#### What you need to do
Rewrite the rows from the line containing "of the asphalt" through the end of the rows, inclusive, swapping each "dot" for "marker" and leaving everything else unchanged.

#### Items from a data source
◇ ◇ ◇ ◇ ◇ ◇ ◇

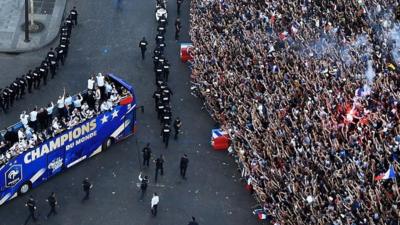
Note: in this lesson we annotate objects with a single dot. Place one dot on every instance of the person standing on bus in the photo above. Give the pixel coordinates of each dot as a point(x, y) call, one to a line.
point(143, 184)
point(177, 127)
point(86, 188)
point(146, 155)
point(52, 203)
point(101, 86)
point(143, 47)
point(159, 166)
point(31, 204)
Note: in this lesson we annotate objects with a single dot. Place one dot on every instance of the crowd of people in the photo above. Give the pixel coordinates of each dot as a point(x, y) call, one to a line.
point(309, 92)
point(43, 123)
point(17, 89)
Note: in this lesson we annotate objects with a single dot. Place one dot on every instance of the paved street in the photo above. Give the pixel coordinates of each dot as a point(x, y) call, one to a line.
point(47, 12)
point(106, 40)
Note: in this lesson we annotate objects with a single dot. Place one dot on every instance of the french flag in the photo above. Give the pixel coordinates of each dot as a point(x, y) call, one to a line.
point(390, 174)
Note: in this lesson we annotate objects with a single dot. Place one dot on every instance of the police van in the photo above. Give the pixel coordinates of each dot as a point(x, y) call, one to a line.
point(37, 164)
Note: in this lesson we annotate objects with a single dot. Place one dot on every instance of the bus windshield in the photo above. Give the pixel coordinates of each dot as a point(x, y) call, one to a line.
point(103, 93)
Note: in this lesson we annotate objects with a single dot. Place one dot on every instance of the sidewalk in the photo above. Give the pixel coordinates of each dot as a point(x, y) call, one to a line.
point(48, 12)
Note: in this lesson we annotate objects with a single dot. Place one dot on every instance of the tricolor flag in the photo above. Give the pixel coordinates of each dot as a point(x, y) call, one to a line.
point(390, 174)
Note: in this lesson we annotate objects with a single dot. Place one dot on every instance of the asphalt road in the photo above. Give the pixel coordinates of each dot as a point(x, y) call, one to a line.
point(106, 40)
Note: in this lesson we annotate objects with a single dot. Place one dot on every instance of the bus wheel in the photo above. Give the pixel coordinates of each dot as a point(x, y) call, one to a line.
point(107, 144)
point(24, 188)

◇ ◇ ◇ ◇ ◇ ◇ ◇

#### Complete output
Note: in this lesson we annotate objects with a single marker. Place one marker on every instance of the asphalt road in the photo above. Give the pixel coordinates of each marker as a point(x, y) call, one to a line.
point(106, 40)
Note: in this lesson we annotate objects with a single marker. Place one marker on every instance of the bus wheel in the photo above. Give the pixel coordinates of each marker as a point(x, y) call, one to a line.
point(107, 144)
point(24, 188)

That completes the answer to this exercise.